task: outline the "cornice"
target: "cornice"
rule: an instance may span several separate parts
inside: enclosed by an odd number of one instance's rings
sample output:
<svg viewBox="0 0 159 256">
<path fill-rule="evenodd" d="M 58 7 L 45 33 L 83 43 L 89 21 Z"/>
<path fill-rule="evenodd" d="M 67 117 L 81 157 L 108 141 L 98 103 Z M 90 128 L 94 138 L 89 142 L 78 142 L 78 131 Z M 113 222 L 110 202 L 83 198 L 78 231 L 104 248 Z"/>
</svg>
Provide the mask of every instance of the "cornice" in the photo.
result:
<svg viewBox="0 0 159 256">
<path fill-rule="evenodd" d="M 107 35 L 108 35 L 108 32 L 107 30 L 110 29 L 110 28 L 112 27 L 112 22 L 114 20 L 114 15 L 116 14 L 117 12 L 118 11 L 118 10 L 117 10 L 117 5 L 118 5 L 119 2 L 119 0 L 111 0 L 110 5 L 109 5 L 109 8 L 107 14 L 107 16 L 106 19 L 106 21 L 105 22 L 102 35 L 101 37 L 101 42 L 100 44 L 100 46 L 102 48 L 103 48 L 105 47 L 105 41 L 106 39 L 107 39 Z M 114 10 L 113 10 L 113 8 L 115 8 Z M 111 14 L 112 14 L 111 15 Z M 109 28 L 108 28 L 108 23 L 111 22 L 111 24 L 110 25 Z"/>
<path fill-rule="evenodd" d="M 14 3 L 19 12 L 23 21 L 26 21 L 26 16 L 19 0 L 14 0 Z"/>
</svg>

*Your task*
Copy the records above, line for line, with no changes.

*Answer to the task*
task: outline the "cornice"
target: "cornice"
rule: an instance may span several separate parts
inside: enclosed by an odd number of one instance's rings
sample output:
<svg viewBox="0 0 159 256">
<path fill-rule="evenodd" d="M 58 7 L 45 33 L 83 43 L 89 21 Z"/>
<path fill-rule="evenodd" d="M 67 117 L 81 157 L 108 141 L 98 103 Z M 90 128 L 94 138 L 89 142 L 78 142 L 78 131 Z M 113 222 L 110 202 L 83 198 L 78 231 L 104 248 Z"/>
</svg>
Provide the mask of every instance of the "cornice" in the photo.
result:
<svg viewBox="0 0 159 256">
<path fill-rule="evenodd" d="M 107 35 L 108 35 L 108 32 L 107 30 L 110 29 L 110 28 L 112 27 L 112 22 L 114 20 L 114 15 L 116 14 L 117 12 L 118 11 L 118 10 L 117 10 L 117 5 L 118 5 L 119 2 L 119 0 L 111 0 L 110 5 L 109 5 L 109 8 L 107 14 L 107 16 L 106 19 L 106 21 L 105 22 L 102 35 L 101 37 L 101 42 L 100 44 L 100 46 L 102 48 L 103 48 L 105 47 L 105 41 L 106 39 L 107 39 Z M 114 10 L 113 10 L 113 8 L 115 8 Z M 111 14 L 112 14 L 111 15 Z M 109 28 L 108 28 L 108 23 L 111 22 L 111 24 L 110 25 Z"/>
<path fill-rule="evenodd" d="M 14 3 L 19 12 L 23 21 L 26 21 L 26 16 L 19 0 L 14 0 Z"/>
</svg>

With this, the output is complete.